(Dataset entries)
******************************

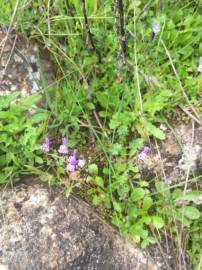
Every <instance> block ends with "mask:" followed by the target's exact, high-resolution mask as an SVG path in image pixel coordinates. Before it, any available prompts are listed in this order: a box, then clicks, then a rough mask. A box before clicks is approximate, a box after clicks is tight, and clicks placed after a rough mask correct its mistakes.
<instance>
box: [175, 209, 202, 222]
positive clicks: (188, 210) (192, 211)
mask: <svg viewBox="0 0 202 270" xmlns="http://www.w3.org/2000/svg"><path fill="white" fill-rule="evenodd" d="M180 212H181V213H182V214H184V216H185V217H187V218H189V219H191V220H196V219H198V218H199V217H200V211H199V210H198V209H197V208H196V207H193V206H185V207H183V208H181V209H180Z"/></svg>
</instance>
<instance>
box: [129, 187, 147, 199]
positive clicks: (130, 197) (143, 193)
mask: <svg viewBox="0 0 202 270" xmlns="http://www.w3.org/2000/svg"><path fill="white" fill-rule="evenodd" d="M144 195H145V190H144V189H143V188H135V189H134V190H133V192H132V194H131V197H130V198H131V201H133V202H137V201H139V200H141V199H142V198H143V197H144Z"/></svg>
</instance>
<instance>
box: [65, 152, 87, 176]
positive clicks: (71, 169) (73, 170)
mask: <svg viewBox="0 0 202 270" xmlns="http://www.w3.org/2000/svg"><path fill="white" fill-rule="evenodd" d="M85 163H86V161H85V160H84V159H78V157H77V153H76V150H74V152H73V154H72V155H71V156H70V157H69V161H68V164H67V171H68V172H74V171H76V170H77V169H78V168H79V167H80V168H83V167H84V166H85Z"/></svg>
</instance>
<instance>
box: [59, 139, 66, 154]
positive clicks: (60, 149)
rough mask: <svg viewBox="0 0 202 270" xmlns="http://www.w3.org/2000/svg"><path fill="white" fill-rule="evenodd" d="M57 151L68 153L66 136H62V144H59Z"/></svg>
mask: <svg viewBox="0 0 202 270" xmlns="http://www.w3.org/2000/svg"><path fill="white" fill-rule="evenodd" d="M58 152H59V153H60V154H67V153H68V147H67V138H62V144H61V145H60V147H59V149H58Z"/></svg>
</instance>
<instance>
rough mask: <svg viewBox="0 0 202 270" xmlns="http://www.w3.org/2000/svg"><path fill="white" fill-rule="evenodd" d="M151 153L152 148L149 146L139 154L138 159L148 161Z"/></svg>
mask: <svg viewBox="0 0 202 270" xmlns="http://www.w3.org/2000/svg"><path fill="white" fill-rule="evenodd" d="M150 153H151V148H150V147H148V146H145V147H144V148H143V150H142V151H141V152H140V153H139V155H138V159H139V160H142V161H146V160H147V158H148V155H149V154H150Z"/></svg>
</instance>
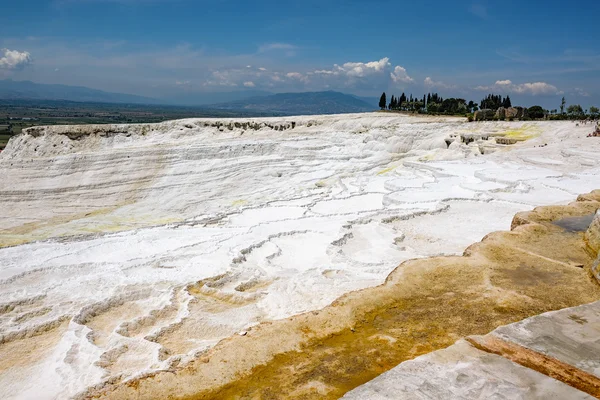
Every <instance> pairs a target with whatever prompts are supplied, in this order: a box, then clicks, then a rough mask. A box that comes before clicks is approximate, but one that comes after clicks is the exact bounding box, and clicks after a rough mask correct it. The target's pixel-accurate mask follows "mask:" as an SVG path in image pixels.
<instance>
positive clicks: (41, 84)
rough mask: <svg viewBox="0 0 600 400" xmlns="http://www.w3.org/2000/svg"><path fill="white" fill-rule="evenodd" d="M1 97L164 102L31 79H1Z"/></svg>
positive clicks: (0, 96) (2, 97) (38, 99)
mask: <svg viewBox="0 0 600 400" xmlns="http://www.w3.org/2000/svg"><path fill="white" fill-rule="evenodd" d="M0 99H20V100H21V99H27V100H69V101H80V102H98V103H133V104H162V103H164V102H161V101H160V100H157V99H152V98H149V97H142V96H136V95H133V94H123V93H111V92H104V91H102V90H97V89H90V88H87V87H83V86H67V85H47V84H42V83H35V82H31V81H13V80H11V79H5V80H0Z"/></svg>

******************************

Set the preceding data down again word for word, omitting images.

Every <instance> block ends with "mask:" followed by the target's exact, high-resolution mask as an SVG path in image pixel coordinates. Before it, any available prompts are listed in this order: a box, then clicks, then a rough mask. A box before clicks is approximate, a box after clicks is tight, and clicks placed after a rough mask correct its mistakes.
<instance>
box: [175, 209, 202, 222]
positive clicks: (188, 210) (192, 211)
mask: <svg viewBox="0 0 202 270" xmlns="http://www.w3.org/2000/svg"><path fill="white" fill-rule="evenodd" d="M180 212H181V213H182V214H184V216H185V217H187V218H189V219H191V220H196V219H198V218H199V217H200V211H199V210H198V209H197V208H196V207H193V206H185V207H183V208H181V209H180Z"/></svg>
</instance>
<instance>
box: [129, 187, 147, 199]
positive clicks: (130, 197) (143, 193)
mask: <svg viewBox="0 0 202 270" xmlns="http://www.w3.org/2000/svg"><path fill="white" fill-rule="evenodd" d="M144 195H145V190H144V189H143V188H135V189H134V190H133V192H132V194H131V197H130V198H131V201H133V202H137V201H139V200H141V199H142V198H143V197H144Z"/></svg>
</instance>
<instance>
box: [65, 152, 87, 176]
positive clicks: (71, 169) (73, 170)
mask: <svg viewBox="0 0 202 270" xmlns="http://www.w3.org/2000/svg"><path fill="white" fill-rule="evenodd" d="M85 163H86V161H85V160H84V159H78V157H77V153H76V150H74V152H73V154H72V155H71V156H70V157H69V161H68V164H67V171H68V172H74V171H76V170H77V169H78V168H79V167H80V168H83V167H84V166H85Z"/></svg>
</instance>
<instance>
box: [59, 139, 66, 154]
positive clicks: (60, 149)
rough mask: <svg viewBox="0 0 202 270" xmlns="http://www.w3.org/2000/svg"><path fill="white" fill-rule="evenodd" d="M57 151L68 153L66 136H62V144H59Z"/></svg>
mask: <svg viewBox="0 0 202 270" xmlns="http://www.w3.org/2000/svg"><path fill="white" fill-rule="evenodd" d="M58 152H59V153H60V154H67V153H68V147H67V138H62V144H61V145H60V147H59V149H58Z"/></svg>
</instance>
<instance>
rough mask: <svg viewBox="0 0 202 270" xmlns="http://www.w3.org/2000/svg"><path fill="white" fill-rule="evenodd" d="M151 153L152 148L149 146L139 154L138 159L148 161Z"/></svg>
mask: <svg viewBox="0 0 202 270" xmlns="http://www.w3.org/2000/svg"><path fill="white" fill-rule="evenodd" d="M150 153H151V148H150V147H148V146H145V147H144V148H143V150H142V151H141V152H140V153H139V155H138V159H139V160H142V161H146V160H147V158H148V155H149V154H150Z"/></svg>
</instance>
Every <instance> pairs a target with whatever prompts are supplied, in this order: a box, then clicks, then a rough mask. A box that comes before clicks is approximate, but one that comes after clicks is the exact bounding box, and clicks after a rough mask correct it. The target's pixel-accurate mask follows "mask:" as an SVG path in image pixels.
<instance>
positive clicks: (41, 84)
rough mask: <svg viewBox="0 0 600 400" xmlns="http://www.w3.org/2000/svg"><path fill="white" fill-rule="evenodd" d="M1 97L164 102L31 79H1Z"/></svg>
positive clicks: (0, 96) (2, 97) (38, 99)
mask: <svg viewBox="0 0 600 400" xmlns="http://www.w3.org/2000/svg"><path fill="white" fill-rule="evenodd" d="M0 99H20V100H21V99H27V100H69V101H80V102H98V103H133V104H162V103H164V102H161V101H160V100H157V99H152V98H149V97H142V96H136V95H133V94H123V93H111V92H104V91H102V90H97V89H90V88H87V87H83V86H67V85H47V84H42V83H35V82H31V81H13V80H11V79H5V80H0Z"/></svg>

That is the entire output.